» Exercise description
Print all the entries verbatim.
Data records START
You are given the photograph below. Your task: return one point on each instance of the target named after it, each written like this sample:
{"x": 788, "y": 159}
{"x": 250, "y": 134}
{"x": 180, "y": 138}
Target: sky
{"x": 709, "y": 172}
Data records END
» Answer area
You are given the photograph below. Your task: return one point on each instance of the target named after it, each written like this sample:
{"x": 788, "y": 159}
{"x": 250, "y": 134}
{"x": 180, "y": 138}
Target: sky
{"x": 709, "y": 172}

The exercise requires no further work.